Nos Estados Unidos, se tornou contadora. Em 1999, já divorciada de Bolte, resolveu concluir o processo de naturalização como cidadã americana. A mudança facilitaria a atuação profissional de Claudia, que teria aumentado seus rendimentos em cinco vezes depois da alteração de nacionalidade, de acordo com o que disseram os advogados dela no processo brasileiro.
O que talvez Claudia ignorasse no momento em que tomou essa decisão é que, ao assumir a a cidadania americana, ela estaria necessariamente abrindo mão da brasileira.
Casamento e morte
Karl Hoerig e Claudia teriam se conhecido pela internet. Ele era um veterano das guerras do Afeganistão e do Iraque e, depois de voltar aos Estados Unidos, trabalhava como piloto comercial. Em 2005, eles se casaram, ela adotou o sobrenome dele e o casal foi morar em Newton Falls, um vilarejo de cerca de 5 mil habitantes em Ohio, onde Hoerig nasceu. O casamento, no entanto, não durou nem dois anos.

◆ ◆ ◆ ◆

• **Instrução dada 1**
Conte quantas linhas da listagem contêm a palavra "floor", levando em conta maiúsculas e minúsculas, e responda só com o número.
O texto e a listagem têm origens distintas.

◆ ◆ ◆ ◆

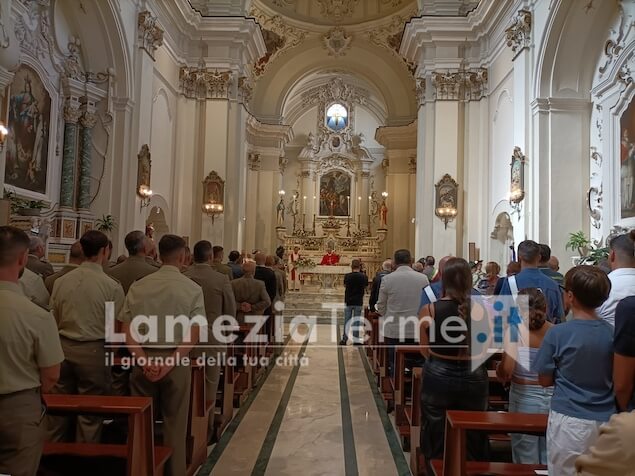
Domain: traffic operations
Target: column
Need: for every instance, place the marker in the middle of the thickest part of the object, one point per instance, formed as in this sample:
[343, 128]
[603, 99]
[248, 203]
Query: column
[253, 171]
[9, 61]
[5, 79]
[69, 158]
[306, 206]
[87, 122]
[235, 195]
[424, 211]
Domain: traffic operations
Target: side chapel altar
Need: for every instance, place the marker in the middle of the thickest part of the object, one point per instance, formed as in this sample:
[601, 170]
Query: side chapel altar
[334, 207]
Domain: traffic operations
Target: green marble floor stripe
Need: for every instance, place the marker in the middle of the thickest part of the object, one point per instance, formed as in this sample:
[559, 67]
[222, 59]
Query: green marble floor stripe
[393, 442]
[223, 442]
[350, 455]
[270, 440]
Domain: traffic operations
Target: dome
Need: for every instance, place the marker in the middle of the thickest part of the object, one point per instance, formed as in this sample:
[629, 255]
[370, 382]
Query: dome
[337, 12]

◆ ◆ ◆ ◆

• **Instrução dada 2**
Transcreva o trecho do texto sobre Claudia que vai de "Casamento e morte" até "nem dois anos.".

• **Resposta completa 1**
2

• **Resposta completa 2**
Casamento e morte
Karl Hoerig e Claudia teriam se conhecido pela internet. Ele era um veterano das guerras do Afeganistão e do Iraque e, depois de voltar aos Estados Unidos, trabalhava como piloto comercial. Em 2005, eles se casaram, ela adotou o sobrenome dele e o casal foi morar em Newton Falls, um vilarejo de cerca de 5 mil habitantes em Ohio, onde Hoerig nasceu. O casamento, no entanto, não durou nem dois anos.